▶ Request A:
Please answer these questions about the concert review, one line each:
(i) Which work on the program includes a piano?
(ii) Who plays viola in the Pacifica Quartet?
(iii) On what date was the concert reviewed?

▶ Reading text:
◇ ◇ ◇ ◇ ◇

Pacifica Quartet at Wigmore Hall – Shostakovich Cycle: 3 [String Quartets 7 & 8 and Piano Quintet with Menahem Pressler]

Shostakovich
String Quartet No.7 in F sharp minor, Op.108
String Quartet No.8 in C minor, Op.110
Piano Quintet in G minor, Op.57

Pacifica Quartet [Simin Ganatra & Sibbi Bernhardsson (violins), Masumi Per Rostad (viola) & Brandon Vamos (cello)]

Menahem Pressler (piano)


Reviewed by: Tully Potter

Reviewed: 14 October, 2011
Venue: Wigmore Hall, London

As we reach the halfway point in this Shostakovich cycle, I have to say that so far it has been the most rewarding in my experience. The dedication of the Pacifica Quartet has been matched by a splendid level of accomplishment, and I am impatient to hear what the foursome can make of the equally varied final seven quartets.

◇ ◇ ◇ ◇ ◇

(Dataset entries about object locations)

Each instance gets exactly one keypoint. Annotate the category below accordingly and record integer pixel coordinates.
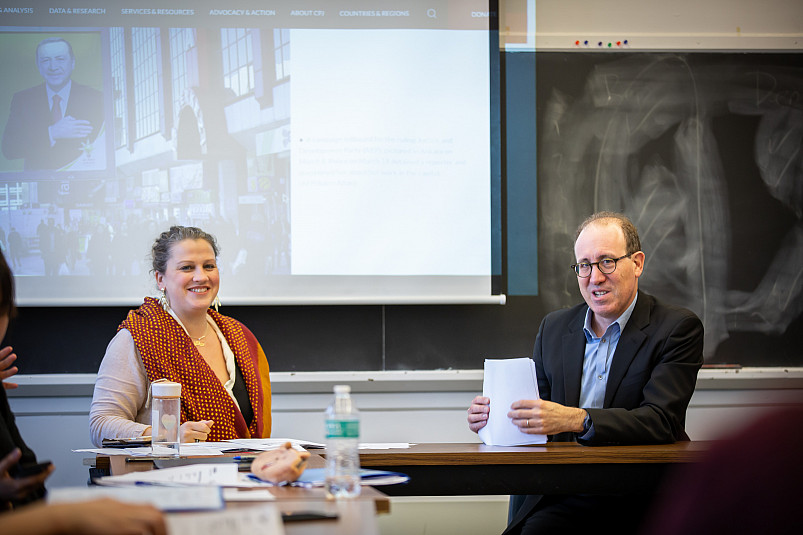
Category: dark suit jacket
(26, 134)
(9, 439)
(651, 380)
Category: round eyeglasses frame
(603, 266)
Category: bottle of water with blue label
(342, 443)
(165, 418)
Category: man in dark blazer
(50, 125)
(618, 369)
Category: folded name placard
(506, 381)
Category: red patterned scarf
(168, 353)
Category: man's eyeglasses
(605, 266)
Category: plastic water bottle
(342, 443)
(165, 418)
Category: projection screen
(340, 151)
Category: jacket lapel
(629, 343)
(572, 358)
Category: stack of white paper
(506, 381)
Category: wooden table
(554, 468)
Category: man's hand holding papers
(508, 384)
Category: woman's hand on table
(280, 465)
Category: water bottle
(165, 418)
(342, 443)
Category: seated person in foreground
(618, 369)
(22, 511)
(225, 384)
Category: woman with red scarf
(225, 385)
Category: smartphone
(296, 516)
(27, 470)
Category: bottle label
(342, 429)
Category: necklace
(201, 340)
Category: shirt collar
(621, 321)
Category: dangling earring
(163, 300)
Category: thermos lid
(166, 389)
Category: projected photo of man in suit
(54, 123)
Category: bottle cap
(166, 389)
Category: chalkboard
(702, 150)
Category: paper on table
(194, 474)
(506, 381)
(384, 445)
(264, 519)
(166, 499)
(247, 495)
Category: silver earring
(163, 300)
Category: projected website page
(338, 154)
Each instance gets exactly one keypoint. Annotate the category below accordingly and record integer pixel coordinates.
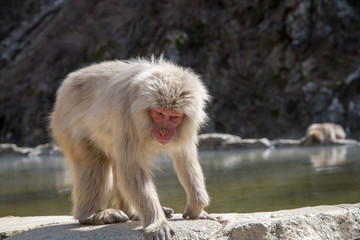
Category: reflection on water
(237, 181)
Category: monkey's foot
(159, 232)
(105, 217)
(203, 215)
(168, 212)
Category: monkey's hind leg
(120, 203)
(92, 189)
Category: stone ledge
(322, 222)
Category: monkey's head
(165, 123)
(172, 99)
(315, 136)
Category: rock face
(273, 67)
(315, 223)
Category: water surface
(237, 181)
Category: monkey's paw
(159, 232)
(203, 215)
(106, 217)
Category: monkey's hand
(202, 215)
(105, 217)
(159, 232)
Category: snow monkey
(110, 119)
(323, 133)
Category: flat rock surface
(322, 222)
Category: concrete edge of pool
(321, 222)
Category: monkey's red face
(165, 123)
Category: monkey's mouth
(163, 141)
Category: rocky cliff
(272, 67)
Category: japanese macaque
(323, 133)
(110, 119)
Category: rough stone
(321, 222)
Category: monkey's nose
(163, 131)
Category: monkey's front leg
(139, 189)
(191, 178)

◇ ◇ ◇ ◇ ◇

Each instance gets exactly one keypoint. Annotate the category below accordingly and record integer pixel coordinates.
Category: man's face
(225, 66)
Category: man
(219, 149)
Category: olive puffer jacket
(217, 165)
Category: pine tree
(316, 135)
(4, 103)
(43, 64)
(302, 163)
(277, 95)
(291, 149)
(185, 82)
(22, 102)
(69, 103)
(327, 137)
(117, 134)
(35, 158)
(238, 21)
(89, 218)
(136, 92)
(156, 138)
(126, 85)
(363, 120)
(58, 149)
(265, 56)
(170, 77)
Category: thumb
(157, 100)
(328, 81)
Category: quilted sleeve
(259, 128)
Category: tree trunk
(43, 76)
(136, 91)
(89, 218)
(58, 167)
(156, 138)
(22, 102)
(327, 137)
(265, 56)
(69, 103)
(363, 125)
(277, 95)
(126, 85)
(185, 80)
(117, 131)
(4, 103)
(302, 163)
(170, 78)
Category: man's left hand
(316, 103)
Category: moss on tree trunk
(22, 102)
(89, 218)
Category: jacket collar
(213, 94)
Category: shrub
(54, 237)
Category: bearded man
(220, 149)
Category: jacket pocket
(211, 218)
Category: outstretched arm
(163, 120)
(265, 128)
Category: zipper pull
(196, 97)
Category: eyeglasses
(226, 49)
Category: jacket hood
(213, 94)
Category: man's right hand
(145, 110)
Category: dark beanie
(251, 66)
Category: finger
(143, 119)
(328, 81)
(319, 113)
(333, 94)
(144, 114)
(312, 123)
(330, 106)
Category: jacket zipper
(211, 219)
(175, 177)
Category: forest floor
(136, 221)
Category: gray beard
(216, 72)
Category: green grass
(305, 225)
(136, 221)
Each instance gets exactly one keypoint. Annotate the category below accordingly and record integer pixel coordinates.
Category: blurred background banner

◇ ◇ ◇ ◇ ◇

▶ Request B: Count the lines in the entries above that contain the string "trunk". Reply with the number alone.

▶ Answer A:
(i) Piano Quintet in G minor, Op.57
(ii) Masumi Per Rostad
(iii) 14 October, 2011

▶ Answer B: 2